■ Given problem
Count the lines in the data below that contain the string "polo", and reply with only the number.

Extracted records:
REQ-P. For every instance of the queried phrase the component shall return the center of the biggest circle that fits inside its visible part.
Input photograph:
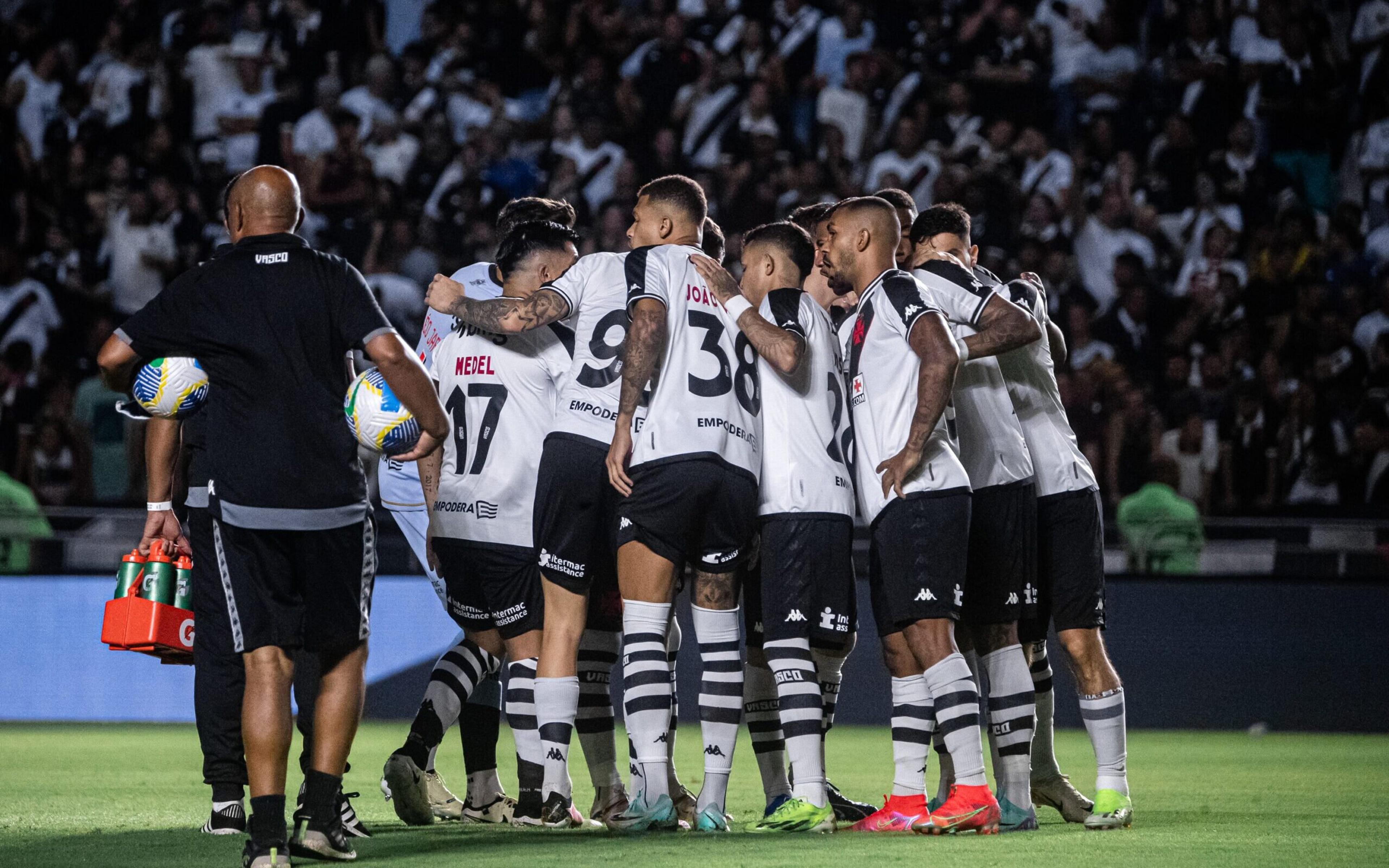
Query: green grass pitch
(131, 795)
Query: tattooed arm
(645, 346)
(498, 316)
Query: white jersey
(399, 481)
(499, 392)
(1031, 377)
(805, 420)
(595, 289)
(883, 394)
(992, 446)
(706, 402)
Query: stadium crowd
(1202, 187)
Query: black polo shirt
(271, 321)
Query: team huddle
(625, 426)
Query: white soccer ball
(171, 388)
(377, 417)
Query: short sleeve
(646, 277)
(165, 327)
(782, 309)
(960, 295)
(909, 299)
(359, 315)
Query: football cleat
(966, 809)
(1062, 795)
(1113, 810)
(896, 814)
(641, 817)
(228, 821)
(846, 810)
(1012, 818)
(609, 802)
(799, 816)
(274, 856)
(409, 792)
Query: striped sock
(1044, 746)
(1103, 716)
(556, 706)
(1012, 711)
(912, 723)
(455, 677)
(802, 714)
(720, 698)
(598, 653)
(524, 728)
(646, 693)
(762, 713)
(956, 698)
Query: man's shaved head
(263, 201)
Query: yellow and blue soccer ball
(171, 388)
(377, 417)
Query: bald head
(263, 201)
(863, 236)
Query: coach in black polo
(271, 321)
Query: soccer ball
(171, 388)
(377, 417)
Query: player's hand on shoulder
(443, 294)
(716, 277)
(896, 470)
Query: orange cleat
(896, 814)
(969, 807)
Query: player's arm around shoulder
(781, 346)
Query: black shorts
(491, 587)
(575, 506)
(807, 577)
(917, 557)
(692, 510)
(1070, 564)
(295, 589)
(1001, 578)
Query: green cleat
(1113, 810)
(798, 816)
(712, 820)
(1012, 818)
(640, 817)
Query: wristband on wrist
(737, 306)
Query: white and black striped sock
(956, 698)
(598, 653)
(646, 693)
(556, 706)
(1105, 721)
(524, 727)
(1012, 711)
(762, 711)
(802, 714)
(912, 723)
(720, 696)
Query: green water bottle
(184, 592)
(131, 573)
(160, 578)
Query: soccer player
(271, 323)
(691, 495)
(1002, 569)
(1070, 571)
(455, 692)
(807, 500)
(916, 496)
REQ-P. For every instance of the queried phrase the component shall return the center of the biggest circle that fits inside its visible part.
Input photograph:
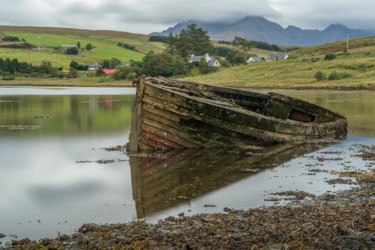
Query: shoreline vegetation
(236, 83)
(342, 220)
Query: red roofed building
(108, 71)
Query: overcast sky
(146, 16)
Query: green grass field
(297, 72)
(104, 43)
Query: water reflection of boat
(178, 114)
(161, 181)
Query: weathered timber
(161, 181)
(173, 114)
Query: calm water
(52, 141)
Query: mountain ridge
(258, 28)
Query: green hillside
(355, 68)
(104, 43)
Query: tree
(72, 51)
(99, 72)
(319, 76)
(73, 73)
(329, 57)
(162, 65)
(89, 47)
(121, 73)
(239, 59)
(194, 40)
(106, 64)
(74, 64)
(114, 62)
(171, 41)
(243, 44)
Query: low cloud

* * *

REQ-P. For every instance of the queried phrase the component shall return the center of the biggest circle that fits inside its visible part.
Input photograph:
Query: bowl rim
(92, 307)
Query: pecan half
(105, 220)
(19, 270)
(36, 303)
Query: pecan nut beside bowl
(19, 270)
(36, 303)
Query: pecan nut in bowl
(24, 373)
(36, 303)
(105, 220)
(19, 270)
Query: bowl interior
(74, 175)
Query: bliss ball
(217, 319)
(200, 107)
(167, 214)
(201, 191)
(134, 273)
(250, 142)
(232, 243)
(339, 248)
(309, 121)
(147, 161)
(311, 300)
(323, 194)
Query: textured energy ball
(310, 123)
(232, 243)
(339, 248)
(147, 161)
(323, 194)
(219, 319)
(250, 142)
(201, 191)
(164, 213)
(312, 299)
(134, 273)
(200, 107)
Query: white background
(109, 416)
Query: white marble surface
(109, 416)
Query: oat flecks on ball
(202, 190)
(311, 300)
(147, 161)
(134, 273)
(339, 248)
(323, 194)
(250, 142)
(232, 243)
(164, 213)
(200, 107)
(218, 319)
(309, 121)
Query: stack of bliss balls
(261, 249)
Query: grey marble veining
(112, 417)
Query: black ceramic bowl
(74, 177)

■ Full response
2